*READING TEXT*
---

Is cohabitation ok now or should it be necessary to also look into drafting a pre-co-habitual agreement
with my new future partner in order to further secure my assets?

I just want to be able to live my life normally without having to worry about being sued every time a relationship
goes foul. That means I want to be sure everything is fine and no I don't want to live like a monk dedicated
to a life of eternal celibacy to prevent it from happening either.

Steve
It appears you have spent considerable time , effort and especially mental energy re-organising your financial affairs.

Best of luck to you and your "new future partner"!
Have you also amended your Will to reflect your new stance on your assets?
Family Law isn't my area but I came across the following order:-

 Rand & Rand and Ors [2006] FamCA 1530 (10 January 2006) said
That the Husband do all acts and things necessary to transfer to the Wife all of his entitlements in the Rand Family Trust and further, if requested to do so by the Wife in writing, cause to be transferred to the Wife all of the entitlements that the said trust may have in S Pty Limited, and then if requested to do so by the Wife in writing resign as trustee and appoint the Wife as trustee of the said trust, And thereafter be permanently restrained from exercising his power of appointment or removal in relation to the trust.

---

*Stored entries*
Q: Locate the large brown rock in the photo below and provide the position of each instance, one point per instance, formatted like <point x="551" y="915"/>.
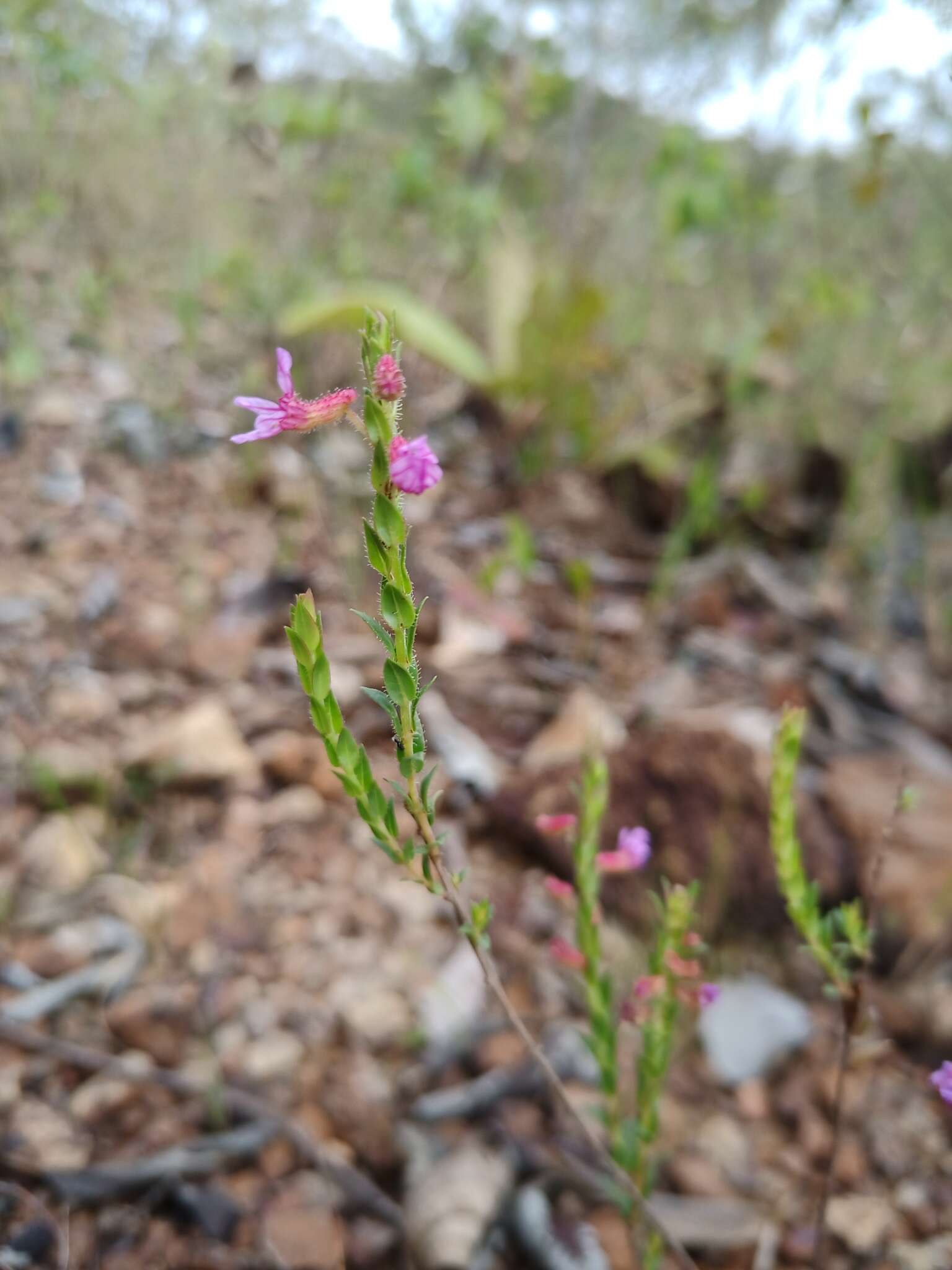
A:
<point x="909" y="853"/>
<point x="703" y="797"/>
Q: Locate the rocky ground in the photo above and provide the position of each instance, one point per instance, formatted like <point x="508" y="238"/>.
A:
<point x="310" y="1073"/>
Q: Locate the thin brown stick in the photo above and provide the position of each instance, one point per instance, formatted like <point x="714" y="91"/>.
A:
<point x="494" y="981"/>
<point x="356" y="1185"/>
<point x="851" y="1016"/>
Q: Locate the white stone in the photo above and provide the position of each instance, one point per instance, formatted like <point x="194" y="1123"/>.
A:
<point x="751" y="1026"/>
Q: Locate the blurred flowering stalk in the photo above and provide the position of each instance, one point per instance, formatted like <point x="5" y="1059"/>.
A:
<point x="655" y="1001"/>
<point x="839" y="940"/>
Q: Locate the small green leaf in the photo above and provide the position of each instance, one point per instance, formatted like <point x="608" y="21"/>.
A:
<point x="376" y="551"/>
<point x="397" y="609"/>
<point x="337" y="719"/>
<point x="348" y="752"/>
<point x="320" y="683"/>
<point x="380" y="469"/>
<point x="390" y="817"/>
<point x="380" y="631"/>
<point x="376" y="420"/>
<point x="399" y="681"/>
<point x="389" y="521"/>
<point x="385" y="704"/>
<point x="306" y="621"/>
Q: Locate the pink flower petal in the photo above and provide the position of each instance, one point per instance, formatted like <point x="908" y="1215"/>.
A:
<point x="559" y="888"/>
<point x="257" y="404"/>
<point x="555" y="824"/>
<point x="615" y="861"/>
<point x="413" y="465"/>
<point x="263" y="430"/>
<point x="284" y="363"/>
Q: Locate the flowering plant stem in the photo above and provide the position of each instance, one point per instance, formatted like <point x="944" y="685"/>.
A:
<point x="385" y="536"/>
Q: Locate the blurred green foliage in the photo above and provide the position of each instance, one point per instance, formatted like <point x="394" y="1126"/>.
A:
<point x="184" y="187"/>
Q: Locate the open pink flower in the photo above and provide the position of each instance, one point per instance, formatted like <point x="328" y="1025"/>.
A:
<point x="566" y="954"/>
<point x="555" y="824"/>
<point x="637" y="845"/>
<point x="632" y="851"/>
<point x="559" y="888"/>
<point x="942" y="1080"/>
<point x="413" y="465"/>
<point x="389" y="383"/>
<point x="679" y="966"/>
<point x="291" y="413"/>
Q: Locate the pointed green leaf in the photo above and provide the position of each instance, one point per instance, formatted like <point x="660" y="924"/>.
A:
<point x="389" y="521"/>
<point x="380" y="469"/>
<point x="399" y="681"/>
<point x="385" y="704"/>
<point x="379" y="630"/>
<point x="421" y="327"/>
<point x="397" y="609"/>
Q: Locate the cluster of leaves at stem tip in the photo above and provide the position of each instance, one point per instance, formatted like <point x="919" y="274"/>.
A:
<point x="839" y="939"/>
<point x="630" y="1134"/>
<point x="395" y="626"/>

---

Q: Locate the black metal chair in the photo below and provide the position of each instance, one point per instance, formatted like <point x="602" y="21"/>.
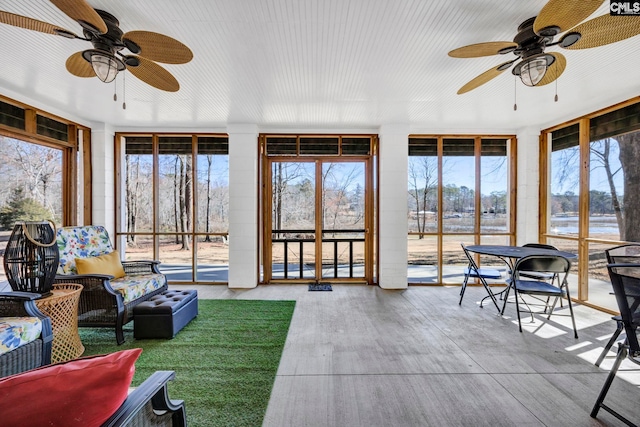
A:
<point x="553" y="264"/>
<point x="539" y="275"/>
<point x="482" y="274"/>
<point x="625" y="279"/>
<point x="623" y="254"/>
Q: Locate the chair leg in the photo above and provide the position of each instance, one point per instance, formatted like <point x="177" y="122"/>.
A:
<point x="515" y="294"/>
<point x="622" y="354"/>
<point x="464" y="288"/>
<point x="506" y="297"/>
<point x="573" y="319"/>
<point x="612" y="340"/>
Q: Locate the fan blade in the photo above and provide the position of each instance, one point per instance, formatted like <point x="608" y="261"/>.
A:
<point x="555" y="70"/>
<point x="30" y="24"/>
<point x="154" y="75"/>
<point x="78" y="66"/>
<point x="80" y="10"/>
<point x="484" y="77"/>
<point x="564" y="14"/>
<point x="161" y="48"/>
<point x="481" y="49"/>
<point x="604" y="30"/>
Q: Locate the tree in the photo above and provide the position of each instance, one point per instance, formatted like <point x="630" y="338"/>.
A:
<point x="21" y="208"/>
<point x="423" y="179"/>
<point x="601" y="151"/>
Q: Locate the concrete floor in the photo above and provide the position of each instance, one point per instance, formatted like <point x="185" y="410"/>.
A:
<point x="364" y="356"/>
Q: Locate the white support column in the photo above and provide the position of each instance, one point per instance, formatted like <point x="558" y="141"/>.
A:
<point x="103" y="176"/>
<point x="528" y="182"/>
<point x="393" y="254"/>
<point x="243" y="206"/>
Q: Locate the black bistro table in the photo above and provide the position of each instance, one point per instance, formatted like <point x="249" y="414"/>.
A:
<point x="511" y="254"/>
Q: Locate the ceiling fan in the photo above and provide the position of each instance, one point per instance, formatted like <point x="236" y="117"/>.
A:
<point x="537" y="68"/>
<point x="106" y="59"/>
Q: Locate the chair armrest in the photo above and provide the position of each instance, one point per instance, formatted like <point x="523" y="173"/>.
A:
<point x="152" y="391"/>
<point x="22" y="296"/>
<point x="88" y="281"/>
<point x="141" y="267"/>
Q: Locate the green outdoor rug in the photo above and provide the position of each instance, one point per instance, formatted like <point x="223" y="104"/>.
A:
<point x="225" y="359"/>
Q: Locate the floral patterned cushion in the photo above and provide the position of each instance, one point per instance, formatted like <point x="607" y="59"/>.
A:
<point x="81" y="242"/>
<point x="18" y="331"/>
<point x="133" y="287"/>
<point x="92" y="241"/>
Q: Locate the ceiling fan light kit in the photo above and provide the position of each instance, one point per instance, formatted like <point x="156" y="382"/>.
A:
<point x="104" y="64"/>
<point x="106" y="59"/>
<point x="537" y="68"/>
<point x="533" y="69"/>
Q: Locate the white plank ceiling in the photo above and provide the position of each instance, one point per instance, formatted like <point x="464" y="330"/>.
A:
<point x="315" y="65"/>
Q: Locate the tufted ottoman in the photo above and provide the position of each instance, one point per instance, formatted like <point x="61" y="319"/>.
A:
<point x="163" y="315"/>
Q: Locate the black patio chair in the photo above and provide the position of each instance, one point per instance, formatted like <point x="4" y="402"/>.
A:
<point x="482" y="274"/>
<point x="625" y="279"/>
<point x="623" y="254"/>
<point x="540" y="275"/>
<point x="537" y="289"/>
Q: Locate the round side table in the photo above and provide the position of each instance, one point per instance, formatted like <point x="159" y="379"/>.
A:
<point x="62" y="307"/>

---

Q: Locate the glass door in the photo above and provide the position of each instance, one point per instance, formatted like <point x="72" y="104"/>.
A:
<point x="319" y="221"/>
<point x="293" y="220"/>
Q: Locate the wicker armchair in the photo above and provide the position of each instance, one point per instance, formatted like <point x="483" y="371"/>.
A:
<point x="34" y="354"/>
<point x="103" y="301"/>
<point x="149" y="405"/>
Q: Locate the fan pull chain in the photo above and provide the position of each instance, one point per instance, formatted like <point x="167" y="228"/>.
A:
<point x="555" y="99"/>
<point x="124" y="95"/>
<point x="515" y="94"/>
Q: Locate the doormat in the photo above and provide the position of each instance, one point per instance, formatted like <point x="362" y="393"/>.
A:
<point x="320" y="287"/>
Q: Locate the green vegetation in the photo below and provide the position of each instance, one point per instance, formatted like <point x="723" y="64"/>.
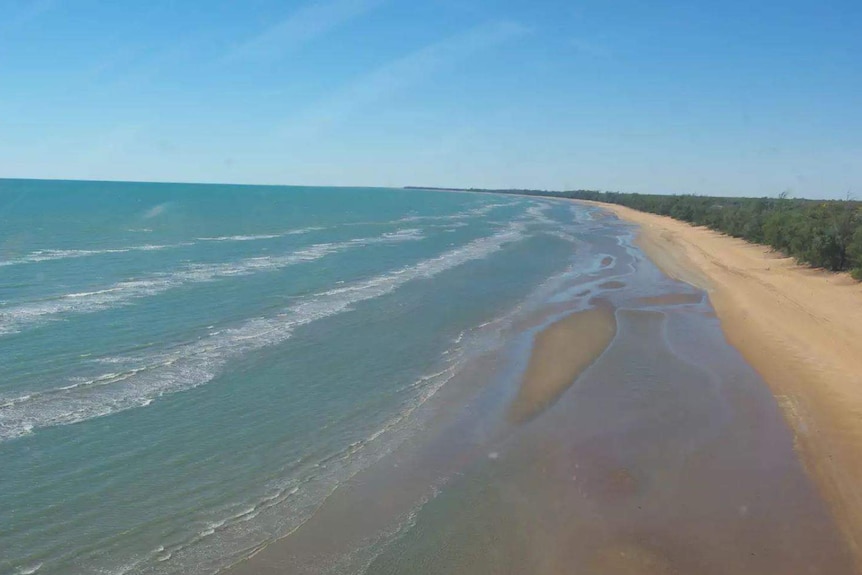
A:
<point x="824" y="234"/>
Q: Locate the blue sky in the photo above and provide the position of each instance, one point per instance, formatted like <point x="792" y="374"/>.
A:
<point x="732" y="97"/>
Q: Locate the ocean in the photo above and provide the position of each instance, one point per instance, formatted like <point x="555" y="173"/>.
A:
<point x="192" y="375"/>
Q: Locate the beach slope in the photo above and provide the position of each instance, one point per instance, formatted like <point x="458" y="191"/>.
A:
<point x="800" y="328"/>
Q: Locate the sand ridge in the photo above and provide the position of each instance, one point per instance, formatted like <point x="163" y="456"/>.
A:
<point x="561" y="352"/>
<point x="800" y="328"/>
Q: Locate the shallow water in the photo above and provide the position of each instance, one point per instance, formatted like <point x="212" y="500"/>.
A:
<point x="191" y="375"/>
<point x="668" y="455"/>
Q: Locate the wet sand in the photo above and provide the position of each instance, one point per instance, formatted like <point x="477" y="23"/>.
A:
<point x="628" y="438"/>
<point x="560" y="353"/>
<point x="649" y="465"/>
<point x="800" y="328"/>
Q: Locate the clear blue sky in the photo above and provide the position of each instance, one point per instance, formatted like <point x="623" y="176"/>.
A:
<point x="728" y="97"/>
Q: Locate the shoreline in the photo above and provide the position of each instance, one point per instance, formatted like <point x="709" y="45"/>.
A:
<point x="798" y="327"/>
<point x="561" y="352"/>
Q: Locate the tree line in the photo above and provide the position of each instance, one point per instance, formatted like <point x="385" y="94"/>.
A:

---

*WHAT IS ASKED*
1. Answer these questions using the cohabitation and assets discussion.
(a) What kind of agreement does the opening post ask about drafting with a new future partner?
(b) What document does the reply ask whether the first writer has amended?
(c) Under the Rand & Rand order, whom must the Husband appoint as trustee once he resigns, if asked in writing?
2. Carry on the cohabitation and assets discussion from its last sentence.

*SOLVED TASKS*
1.
(a) A pre-co-habitual agreement.
(b) The Will.
(c) The Wife.

2.
OK family it's a family trust so it may not be relevant, but it may also be.

Perhaps you should not only resort to conventional protection as in contraceptives but consider not letting a relationship get to the dangerous state. Perhaps even resort to contractual relationships where you can get what you appear to want without any strings. However, perhaps the latter would be more expensive.
I imagine that should you reveal to any future partner your desire to "make yourself immune to any future property divisions" that your problem will resolve itself, as they will run for the hills.

There does come a time when the bitterness of past relationships needs to be left behind, to not poison future ones.
If I enter into a relationship with you I do not expect that what you bring to the table now belongs to me and likewise I do not expect that what I bring to the table now also belongs to you. Hence why many of the courts no longer simply split assets (50/50) at the time of divorce/separation but rather spend time tediously going through years of bank statements to get a true indication of who contributed to building the assets as they stand to potentially divide and then acting accordingly to this data.

However, the risk of the matter is that many of the courts still don't look at it this way, they simply split everything as it stands 50/50 and hence the constant need for many to set-up financial affairs such as discretionary trusts which transfer the legal ownership of all the existing assets to a third party outside of the marriage altogether. "This protects assets from potentially being credited"- according to Family Trusts By N.E. Renton, page 20.

I do expect that while we are together with the person we care about our interests are in the best interests of each other.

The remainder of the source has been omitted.